TASK INSTRUCTIONS
a) Copy out the article on children's diets in Nigeria word for word, from "According to the" to "adequate meal frequency.".
b) Answer these questions from the article on children's diets in Nigeria:
(i) How many countries did the UNICEF analysis cover?
(ii) According to the 2018 Nigeria Demographic and Health Survey, what share of children aged six to 23 months have minimum adequate meal frequency?
(iii) What estimated percentage of Nigerians were unable to cater for their food expenditure?

SELECTED TEXT
******************************

A new report by the United Nations Children’s Fund (UNICEF) has showed that unless stakeholders act now, Nigeria will not achieve the Sustainable Development Goal (SDG2) of Zero Hunger by 2030 as one out of every three children are stunted and one out of every 10 children wasted, leading to 17 million children undernourished in Nigeria,

The report, “Fed to Fail? The Crisis of Children’s Diets in Early Life”, released on Wednesday, ahead of the UN Food Systems Summit this week, warned that rising poverty, inequality, conflict, climate-related disasters, and health emergencies such as the COVID-19 pandemic, are contributing to an ongoing nutrition crisis among the world’s youngest that has shown little sign of improvement in the last ten years.

Children under the age of two are not getting the food or nutrients they need to thrive and grow well, leading to irreversible developmental harm, says the report, adding that young children’s diets show no improvement in last decade and could get much worse under COVID-19.

In an analysis of 91 countries, including Nigeria, the UNICEF report finds that half of children aged six to 23 months globally are not being fed the minimum recommended number of meals a day, adding that two-thirds do not consume the minimum number of food groups they need to thrive.

According to the report, the 2018 Nigeria Demographic and Health Survey, in Nigeria, showed that among children aged six to 23 months, only 23 per cent have the minimum necessary dietary diversity, and only 42 per cent have minimum adequate meal frequency.

As COVID-19 continues to disrupt essential services and drive more families into poverty, the report finds that the pandemic is affecting how families feed their children.

Refering to a study conducted in Nigeria last year, the UNICEF report stated that Nigerians were already largely unable to afford healthy diets due to pre-existing food security challenges, with an estimated 40.1 percent of Nigerians unable to cater for their food expenditure and it is likely that this will only be worsened by the COVID-19 pandemic. With Nigeria being the highest burden of malnutrition in Africa and the second highest in the world, the report said that Nigeria is off track to achieve zero hunger by 2030.

******************************

GIVEN RECORDS
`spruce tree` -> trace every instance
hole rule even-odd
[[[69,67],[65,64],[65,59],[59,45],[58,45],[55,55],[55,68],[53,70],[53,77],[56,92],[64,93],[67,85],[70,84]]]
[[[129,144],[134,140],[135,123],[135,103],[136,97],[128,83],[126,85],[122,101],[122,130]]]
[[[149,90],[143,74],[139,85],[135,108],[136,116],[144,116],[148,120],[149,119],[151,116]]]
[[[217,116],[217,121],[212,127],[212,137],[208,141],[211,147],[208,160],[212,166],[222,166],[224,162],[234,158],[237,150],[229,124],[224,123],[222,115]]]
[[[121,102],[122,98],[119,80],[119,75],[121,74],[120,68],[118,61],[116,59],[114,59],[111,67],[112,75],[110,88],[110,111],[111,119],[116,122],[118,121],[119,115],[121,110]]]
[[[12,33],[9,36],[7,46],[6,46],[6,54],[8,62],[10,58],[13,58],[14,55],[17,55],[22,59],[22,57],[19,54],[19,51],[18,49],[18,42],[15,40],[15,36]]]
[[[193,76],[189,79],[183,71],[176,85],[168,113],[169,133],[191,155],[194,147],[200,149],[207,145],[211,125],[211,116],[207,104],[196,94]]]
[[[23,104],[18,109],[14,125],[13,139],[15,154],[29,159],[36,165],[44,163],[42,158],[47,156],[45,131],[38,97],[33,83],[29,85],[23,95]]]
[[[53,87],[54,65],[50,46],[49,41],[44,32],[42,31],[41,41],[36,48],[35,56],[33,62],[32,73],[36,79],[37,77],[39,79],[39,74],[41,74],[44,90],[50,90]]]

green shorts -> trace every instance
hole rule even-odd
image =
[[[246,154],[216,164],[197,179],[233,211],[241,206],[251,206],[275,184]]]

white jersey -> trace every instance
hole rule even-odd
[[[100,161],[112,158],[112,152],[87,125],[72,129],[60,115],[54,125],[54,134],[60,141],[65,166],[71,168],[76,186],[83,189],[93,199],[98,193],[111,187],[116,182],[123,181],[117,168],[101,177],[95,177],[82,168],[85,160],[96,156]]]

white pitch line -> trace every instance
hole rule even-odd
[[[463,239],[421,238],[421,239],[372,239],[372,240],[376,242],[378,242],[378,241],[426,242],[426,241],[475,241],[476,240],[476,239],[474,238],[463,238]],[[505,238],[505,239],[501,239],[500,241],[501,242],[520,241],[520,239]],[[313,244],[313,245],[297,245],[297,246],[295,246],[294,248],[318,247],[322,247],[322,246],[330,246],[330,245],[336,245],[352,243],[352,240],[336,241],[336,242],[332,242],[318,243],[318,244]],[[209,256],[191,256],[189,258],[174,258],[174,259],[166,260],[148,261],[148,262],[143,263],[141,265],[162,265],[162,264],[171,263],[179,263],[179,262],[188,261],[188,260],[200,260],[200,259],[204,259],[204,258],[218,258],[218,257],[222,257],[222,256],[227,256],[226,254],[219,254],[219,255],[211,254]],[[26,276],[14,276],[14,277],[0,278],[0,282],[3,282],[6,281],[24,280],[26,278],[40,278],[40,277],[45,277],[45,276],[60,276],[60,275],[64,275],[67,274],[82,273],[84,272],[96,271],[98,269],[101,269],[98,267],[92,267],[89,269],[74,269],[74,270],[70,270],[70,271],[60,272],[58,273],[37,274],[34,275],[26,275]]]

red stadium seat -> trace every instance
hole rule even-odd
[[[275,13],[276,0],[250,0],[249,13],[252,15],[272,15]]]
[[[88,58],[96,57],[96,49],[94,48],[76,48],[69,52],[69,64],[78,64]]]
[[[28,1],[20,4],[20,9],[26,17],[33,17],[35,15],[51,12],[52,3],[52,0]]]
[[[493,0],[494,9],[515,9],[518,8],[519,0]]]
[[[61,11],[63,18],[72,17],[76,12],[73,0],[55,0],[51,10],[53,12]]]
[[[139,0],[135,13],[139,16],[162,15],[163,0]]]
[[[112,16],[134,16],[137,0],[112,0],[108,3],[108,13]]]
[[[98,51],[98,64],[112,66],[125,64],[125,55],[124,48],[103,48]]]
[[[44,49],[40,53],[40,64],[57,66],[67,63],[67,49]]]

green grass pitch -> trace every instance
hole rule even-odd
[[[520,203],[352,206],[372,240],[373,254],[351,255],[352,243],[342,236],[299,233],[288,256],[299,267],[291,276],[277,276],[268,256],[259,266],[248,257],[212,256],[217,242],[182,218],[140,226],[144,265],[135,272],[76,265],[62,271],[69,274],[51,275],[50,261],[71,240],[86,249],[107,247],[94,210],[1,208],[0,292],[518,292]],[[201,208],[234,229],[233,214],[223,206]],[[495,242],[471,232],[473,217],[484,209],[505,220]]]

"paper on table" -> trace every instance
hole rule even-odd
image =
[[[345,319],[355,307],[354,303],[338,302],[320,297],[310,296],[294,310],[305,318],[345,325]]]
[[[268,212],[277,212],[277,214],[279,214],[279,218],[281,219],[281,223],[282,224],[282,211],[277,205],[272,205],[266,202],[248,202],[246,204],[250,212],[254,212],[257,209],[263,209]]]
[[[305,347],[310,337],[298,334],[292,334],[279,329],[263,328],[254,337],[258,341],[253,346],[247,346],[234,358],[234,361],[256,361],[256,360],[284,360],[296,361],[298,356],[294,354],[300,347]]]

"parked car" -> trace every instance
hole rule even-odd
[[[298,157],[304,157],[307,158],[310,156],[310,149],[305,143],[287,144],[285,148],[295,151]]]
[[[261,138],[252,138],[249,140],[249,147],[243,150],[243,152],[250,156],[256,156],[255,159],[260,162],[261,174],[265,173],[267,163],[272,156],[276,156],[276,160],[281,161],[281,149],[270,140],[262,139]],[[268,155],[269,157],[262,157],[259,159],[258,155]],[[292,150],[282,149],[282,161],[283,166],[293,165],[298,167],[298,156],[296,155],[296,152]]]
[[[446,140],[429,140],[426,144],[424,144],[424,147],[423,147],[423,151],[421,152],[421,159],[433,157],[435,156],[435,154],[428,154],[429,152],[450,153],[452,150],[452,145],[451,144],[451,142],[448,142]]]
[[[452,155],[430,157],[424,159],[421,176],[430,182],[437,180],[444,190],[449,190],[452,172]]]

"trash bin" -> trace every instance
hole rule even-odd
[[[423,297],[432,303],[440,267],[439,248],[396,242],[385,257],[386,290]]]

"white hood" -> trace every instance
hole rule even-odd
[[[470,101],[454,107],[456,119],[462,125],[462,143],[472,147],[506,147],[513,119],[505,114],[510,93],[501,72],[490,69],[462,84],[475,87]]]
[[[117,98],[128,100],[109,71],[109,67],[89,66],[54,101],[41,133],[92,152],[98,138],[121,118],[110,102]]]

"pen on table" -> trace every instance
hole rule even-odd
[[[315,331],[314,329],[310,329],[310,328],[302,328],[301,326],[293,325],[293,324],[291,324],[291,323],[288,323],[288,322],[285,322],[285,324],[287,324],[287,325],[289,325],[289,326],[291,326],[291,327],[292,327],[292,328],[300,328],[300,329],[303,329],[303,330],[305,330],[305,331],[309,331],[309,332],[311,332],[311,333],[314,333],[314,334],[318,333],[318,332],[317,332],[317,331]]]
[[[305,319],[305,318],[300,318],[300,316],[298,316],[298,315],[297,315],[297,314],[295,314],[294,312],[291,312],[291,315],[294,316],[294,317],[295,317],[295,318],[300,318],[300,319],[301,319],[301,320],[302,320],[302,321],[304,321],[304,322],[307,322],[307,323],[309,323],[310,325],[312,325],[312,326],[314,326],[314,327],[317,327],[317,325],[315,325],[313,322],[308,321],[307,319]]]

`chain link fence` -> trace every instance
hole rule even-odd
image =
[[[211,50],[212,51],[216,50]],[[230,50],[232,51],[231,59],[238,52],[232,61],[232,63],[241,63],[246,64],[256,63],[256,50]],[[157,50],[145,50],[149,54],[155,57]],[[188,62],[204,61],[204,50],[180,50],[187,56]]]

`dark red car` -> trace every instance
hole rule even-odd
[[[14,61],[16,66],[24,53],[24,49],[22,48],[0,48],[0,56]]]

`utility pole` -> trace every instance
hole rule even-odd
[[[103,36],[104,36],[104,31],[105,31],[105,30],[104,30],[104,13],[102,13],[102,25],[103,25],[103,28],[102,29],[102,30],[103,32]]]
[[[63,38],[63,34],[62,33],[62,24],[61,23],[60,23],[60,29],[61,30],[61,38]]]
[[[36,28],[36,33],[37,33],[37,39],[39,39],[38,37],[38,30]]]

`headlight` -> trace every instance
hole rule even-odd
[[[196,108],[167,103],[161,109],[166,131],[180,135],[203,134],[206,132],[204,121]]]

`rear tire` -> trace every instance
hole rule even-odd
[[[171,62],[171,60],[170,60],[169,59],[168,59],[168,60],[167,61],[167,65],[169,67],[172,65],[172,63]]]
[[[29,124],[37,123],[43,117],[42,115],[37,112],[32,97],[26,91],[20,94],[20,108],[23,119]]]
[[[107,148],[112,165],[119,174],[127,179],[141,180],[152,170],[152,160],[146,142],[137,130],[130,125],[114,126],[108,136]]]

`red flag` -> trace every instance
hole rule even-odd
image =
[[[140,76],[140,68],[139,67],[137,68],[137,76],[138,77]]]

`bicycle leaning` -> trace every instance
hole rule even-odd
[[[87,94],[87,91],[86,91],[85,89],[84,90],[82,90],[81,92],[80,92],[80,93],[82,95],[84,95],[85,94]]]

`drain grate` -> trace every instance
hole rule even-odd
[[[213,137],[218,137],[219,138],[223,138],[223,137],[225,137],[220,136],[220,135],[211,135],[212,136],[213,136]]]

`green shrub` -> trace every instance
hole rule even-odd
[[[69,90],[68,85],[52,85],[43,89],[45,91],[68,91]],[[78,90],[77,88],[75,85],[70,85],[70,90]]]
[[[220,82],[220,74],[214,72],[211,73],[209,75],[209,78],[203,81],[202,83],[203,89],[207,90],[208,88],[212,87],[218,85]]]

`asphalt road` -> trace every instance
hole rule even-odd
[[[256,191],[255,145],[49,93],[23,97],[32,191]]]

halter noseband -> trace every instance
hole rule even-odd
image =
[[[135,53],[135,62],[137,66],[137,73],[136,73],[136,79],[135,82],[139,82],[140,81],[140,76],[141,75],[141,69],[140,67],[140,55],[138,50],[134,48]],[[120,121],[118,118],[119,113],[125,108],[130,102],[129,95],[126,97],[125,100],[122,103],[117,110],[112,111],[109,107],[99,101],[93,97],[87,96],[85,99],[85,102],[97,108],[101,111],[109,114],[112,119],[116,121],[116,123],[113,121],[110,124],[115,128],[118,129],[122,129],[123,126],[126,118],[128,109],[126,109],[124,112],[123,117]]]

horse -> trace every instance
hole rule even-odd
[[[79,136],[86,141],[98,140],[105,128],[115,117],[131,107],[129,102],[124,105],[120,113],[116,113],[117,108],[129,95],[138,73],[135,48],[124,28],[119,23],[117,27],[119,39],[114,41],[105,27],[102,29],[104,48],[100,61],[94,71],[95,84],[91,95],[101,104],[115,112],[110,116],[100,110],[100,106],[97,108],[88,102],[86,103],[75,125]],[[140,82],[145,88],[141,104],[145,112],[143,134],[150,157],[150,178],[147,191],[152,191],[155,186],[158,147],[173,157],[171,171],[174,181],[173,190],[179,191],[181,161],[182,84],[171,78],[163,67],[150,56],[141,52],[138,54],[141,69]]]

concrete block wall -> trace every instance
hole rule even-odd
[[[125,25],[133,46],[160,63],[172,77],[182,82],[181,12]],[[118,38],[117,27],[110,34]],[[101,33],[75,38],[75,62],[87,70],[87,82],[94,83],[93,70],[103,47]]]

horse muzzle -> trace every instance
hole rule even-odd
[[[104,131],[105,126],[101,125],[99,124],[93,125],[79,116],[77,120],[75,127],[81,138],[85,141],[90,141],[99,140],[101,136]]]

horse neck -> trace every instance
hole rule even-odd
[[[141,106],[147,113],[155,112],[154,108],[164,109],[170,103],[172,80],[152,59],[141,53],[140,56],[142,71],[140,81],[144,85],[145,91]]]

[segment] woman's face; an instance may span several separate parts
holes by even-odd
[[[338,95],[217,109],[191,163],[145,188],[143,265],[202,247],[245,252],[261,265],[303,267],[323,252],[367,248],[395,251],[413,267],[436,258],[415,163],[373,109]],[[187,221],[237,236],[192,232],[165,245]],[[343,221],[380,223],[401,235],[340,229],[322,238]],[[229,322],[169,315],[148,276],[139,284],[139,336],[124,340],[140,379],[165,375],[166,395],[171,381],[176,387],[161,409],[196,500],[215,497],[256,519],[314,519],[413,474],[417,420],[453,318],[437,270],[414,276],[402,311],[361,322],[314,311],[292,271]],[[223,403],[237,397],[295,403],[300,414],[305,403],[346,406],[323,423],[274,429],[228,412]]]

******************************

ANSWER LIST
a)
According to the report, the 2018 Nigeria Demographic and Health Survey, in Nigeria, showed that among children aged six to 23 months, only 23 per cent have the minimum necessary dietary diversity, and only 42 per cent have minimum adequate meal frequency.

b)
(i) 91 countries
(ii) 42 per cent
(iii) 40.1 percent